◆ Your task ◆
Everything from the line holding "Put a dot on each instance of the plate" through the end of the records should be printed exactly, apart from the pictures.

= = = = =

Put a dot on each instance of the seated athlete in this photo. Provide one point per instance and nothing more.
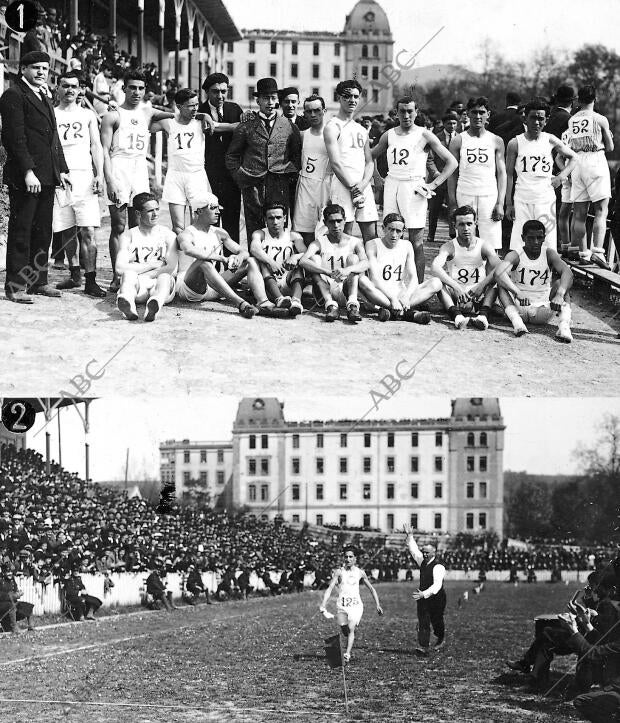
(349, 608)
(147, 262)
(525, 279)
(392, 269)
(337, 263)
(205, 274)
(278, 252)
(469, 276)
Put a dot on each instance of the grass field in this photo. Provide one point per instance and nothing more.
(263, 660)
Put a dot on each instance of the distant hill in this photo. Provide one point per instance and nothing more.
(431, 74)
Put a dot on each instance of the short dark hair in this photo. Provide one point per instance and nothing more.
(464, 211)
(586, 94)
(533, 225)
(479, 102)
(314, 97)
(345, 85)
(333, 208)
(182, 96)
(392, 217)
(141, 199)
(537, 103)
(134, 75)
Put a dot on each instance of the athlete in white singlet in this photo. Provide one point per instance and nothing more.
(349, 608)
(349, 154)
(590, 138)
(480, 181)
(185, 176)
(76, 212)
(392, 270)
(205, 273)
(147, 262)
(337, 263)
(315, 176)
(278, 252)
(125, 138)
(526, 278)
(406, 191)
(529, 155)
(468, 277)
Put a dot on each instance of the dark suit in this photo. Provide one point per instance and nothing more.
(264, 165)
(31, 141)
(441, 192)
(221, 181)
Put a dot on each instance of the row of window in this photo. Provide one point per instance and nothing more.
(203, 456)
(262, 464)
(219, 476)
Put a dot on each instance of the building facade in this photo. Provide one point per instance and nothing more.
(315, 62)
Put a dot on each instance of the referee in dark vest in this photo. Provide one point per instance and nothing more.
(431, 596)
(34, 167)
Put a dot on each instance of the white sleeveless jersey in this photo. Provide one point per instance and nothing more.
(533, 277)
(280, 249)
(406, 154)
(131, 138)
(584, 132)
(186, 146)
(74, 134)
(155, 245)
(205, 241)
(349, 593)
(335, 256)
(314, 159)
(468, 267)
(392, 264)
(352, 138)
(534, 168)
(477, 165)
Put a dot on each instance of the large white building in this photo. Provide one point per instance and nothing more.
(436, 474)
(315, 62)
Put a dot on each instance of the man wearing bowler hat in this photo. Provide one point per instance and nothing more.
(35, 165)
(225, 117)
(264, 156)
(430, 597)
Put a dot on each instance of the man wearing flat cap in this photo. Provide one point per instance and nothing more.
(264, 157)
(34, 166)
(224, 116)
(430, 597)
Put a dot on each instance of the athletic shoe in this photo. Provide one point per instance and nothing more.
(461, 321)
(479, 322)
(563, 333)
(519, 665)
(247, 310)
(332, 313)
(152, 309)
(126, 308)
(353, 312)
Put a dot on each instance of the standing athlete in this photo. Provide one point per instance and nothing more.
(349, 153)
(480, 181)
(349, 608)
(406, 191)
(529, 155)
(78, 215)
(125, 134)
(589, 136)
(315, 176)
(430, 596)
(186, 176)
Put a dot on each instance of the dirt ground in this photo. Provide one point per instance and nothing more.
(210, 350)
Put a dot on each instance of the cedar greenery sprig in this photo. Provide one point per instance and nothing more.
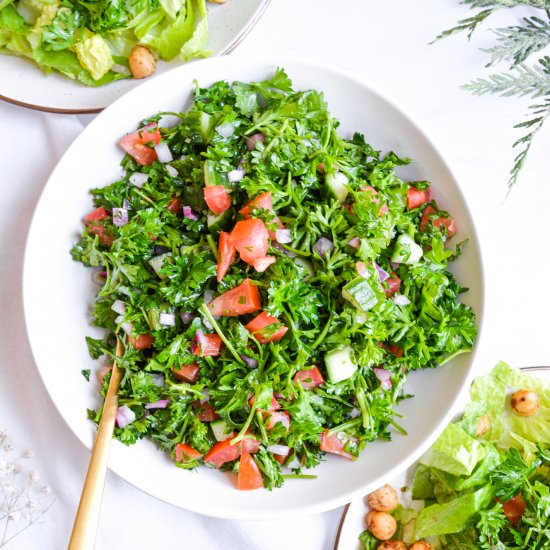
(515, 44)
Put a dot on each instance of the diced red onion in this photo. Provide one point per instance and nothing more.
(323, 247)
(172, 171)
(250, 361)
(384, 376)
(234, 176)
(138, 179)
(167, 319)
(124, 416)
(282, 450)
(119, 307)
(401, 300)
(355, 242)
(120, 216)
(188, 213)
(158, 379)
(381, 273)
(225, 130)
(283, 236)
(252, 140)
(163, 152)
(160, 404)
(186, 317)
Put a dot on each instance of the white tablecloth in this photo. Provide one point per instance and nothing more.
(387, 44)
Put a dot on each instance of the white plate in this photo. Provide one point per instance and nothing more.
(58, 292)
(23, 83)
(352, 523)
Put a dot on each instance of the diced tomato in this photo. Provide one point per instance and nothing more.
(135, 144)
(209, 346)
(217, 198)
(186, 453)
(141, 341)
(258, 327)
(514, 509)
(175, 205)
(226, 254)
(276, 417)
(274, 403)
(251, 239)
(264, 201)
(95, 223)
(394, 284)
(336, 443)
(417, 197)
(206, 411)
(187, 373)
(222, 452)
(449, 223)
(310, 378)
(244, 298)
(249, 476)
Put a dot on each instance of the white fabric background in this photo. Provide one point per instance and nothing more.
(387, 44)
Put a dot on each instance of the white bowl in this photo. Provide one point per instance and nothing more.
(58, 292)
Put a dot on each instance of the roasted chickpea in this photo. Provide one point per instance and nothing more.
(381, 525)
(142, 62)
(482, 425)
(525, 403)
(421, 545)
(384, 499)
(392, 545)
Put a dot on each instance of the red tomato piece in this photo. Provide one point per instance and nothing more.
(276, 417)
(209, 347)
(222, 452)
(217, 198)
(95, 223)
(337, 443)
(261, 264)
(514, 509)
(206, 411)
(258, 327)
(136, 144)
(417, 197)
(141, 341)
(187, 373)
(310, 378)
(226, 254)
(251, 239)
(186, 453)
(264, 201)
(244, 298)
(249, 476)
(175, 205)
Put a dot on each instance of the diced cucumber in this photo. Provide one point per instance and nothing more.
(157, 262)
(217, 223)
(220, 430)
(337, 185)
(406, 251)
(340, 365)
(360, 294)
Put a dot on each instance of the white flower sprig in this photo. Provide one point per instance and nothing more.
(23, 500)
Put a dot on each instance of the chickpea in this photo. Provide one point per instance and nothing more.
(142, 62)
(482, 425)
(525, 403)
(384, 499)
(392, 545)
(381, 525)
(421, 545)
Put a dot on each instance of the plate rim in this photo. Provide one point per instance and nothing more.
(233, 44)
(282, 59)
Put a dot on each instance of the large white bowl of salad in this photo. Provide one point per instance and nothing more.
(285, 256)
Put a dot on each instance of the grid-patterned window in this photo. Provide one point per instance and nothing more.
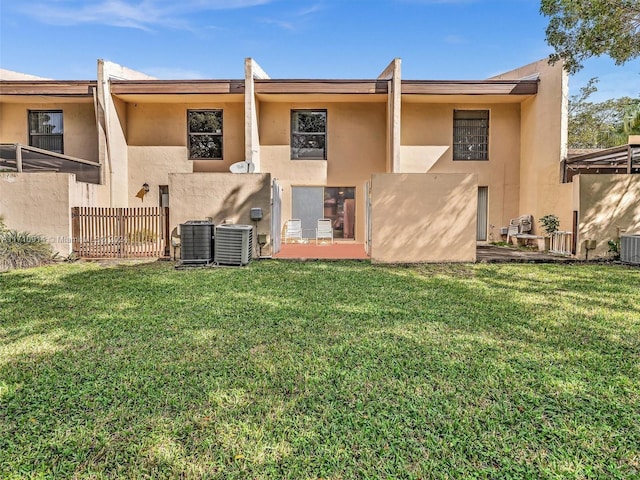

= = = = =

◆ Solution ◆
Put a dot on each instance of the plate rim in this photo. Provide one point per instance and nothing more.
(233, 44)
(282, 59)
Put a dot on each instance of the large white bowl of salad in this photo. Provide one point per instance and nothing more.
(285, 256)
Put a dot on each instance of the grid-patterned window in this photo. Provide one point per instance and nothing more.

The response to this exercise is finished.